Laissons la vie s’écouler, ne retenons pas son flot tumultueux ; laissons la vie suivre sa pente depuis sa source, d’abord torrent, puis rivière et fleuve ; rien ne peut retenir la vie depuis sa source jusqu’à son embouchure, jusqu’à sa fusion dans l’océan cosmique où tout se mélange.
D’abord individuelle et capricieuse comme un torrent de montagne, la vie s’enrichit et se mêle à d’autres vies ; puis elle ralentit sa course et poursuit plus sagement son chemin en suivant son inclination.
Ainsi va l’eau de la vie, têtue et obstinée, féconder et nourrir la terre. Laissons l’eau nous envahir comme une émotion bienfaisante, laissons l’eau couler, l’eau de notre sang et l’eau de nos larmes ; laissons couler nos larmes de sang, nos larmes de douleur et nos larmes de joie ; elles sont les mêmes ces larmes, faites d’eau et de sel, de l’eau et du sel de la vie. Laissons couler ces larmes salées qui naissent avec nos émotions.
Laissons couler la vie comme on laisse couler l’eau, là où elle jaillit. Une herbe entre deux pavés pousse de toute sa vigueur, rien ne la retient, elle ne doute pas, elle a posé la vie à priori ; elle pousse avec toute la force du printemps, sans hésitation, sans peur ; elle laisse la sève s’écouler, la sève qui la fait grandir, comme elle accepte l’eau qu’elle reçoit. Elle va vers son destin qu’elle ne connaît pas, sans se soucier du pas inconnu, qui soudain, poursuivant son chemin, va l’écraser, d’un pas lourd et innocent. Ainsi la vie s’écoule, belle et triste, cruelle et innocente.

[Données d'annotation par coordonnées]
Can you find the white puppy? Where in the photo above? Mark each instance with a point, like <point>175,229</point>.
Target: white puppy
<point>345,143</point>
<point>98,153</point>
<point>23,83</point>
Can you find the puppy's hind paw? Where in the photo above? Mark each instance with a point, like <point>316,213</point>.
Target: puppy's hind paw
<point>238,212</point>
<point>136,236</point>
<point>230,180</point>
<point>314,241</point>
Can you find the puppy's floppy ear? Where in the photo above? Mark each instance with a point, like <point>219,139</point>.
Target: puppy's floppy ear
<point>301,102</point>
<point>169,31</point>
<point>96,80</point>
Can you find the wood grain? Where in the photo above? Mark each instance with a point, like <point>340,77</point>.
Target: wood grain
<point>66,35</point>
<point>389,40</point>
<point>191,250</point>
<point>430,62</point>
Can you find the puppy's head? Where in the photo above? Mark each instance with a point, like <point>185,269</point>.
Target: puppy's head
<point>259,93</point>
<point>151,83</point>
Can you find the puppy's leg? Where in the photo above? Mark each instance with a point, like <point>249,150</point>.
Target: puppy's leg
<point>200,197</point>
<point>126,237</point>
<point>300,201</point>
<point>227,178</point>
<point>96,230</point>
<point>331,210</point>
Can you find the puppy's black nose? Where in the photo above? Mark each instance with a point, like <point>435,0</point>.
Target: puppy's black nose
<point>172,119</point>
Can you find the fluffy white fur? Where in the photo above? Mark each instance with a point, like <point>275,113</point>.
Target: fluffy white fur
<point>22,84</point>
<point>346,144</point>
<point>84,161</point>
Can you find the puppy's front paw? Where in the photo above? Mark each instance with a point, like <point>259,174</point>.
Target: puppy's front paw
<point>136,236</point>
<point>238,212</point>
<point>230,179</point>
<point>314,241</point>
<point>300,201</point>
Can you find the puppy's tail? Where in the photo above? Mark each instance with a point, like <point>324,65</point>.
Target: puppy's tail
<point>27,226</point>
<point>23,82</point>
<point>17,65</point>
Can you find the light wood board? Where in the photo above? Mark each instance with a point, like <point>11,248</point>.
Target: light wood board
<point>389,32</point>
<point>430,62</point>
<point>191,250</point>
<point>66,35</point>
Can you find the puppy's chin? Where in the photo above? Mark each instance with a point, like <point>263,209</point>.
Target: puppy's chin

- SÉRIE D'EXERCICES -
(1) Citez le texte sur la vie qui s'écoule en commençant par « Laissons couler la » et en allant jusqu'à « cruelle et innocente. ».
(2) Poursuivez le texte sur la vie qui s'écoule, à partir de sa dernière phrase.
Ce matériel n'a aucun lien avec le texte sur la vie qui s'écoule.

- RÉPONSES PROPOSÉES -
(1)
Laissons couler la vie comme on laisse couler l’eau, là où elle jaillit. Une herbe entre deux pavés pousse de toute sa vigueur, rien ne la retient, elle ne doute pas, elle a posé la vie à priori ; elle pousse avec toute la force du printemps, sans hésitation, sans peur ; elle laisse la sève s’écouler, la sève qui la fait grandir, comme elle accepte l’eau qu’elle reçoit. Elle va vers son destin qu’elle ne connaît pas, sans se soucier du pas inconnu, qui soudain, poursuivant son chemin, va l’écraser, d’un pas lourd et innocent. Ainsi la vie s’écoule, belle et triste, cruelle et innocente.

(2)
La vie ne se pose pas de question et, comme l’eau, ne supporte pas les entraves. Tout ce qui la retient, tout ce qui fait barrage, la dévitalise. Comme les eaux lugubres et mortes des lacs artificiels, pleines de menaces. Le doute est un barrage à la vie, il bloque son flux, il freine son écoulement, la dévie de sa pente et de son destin.
Combien mettons-nous de barrages pour entraver le cours impétueux de nos vies dont la fougue et l’énergie vivante nous effraie ? Ainsi, nous ralentissons ce flot, en jetant au travers de la rivière tout ce qui peut le freiner, tout ce qui peut stopper sa course ; trop souvent nous endigons cette eau qui peut déborder, nous la canalisons, l’enfermons, pour l’empêcher de se répandre.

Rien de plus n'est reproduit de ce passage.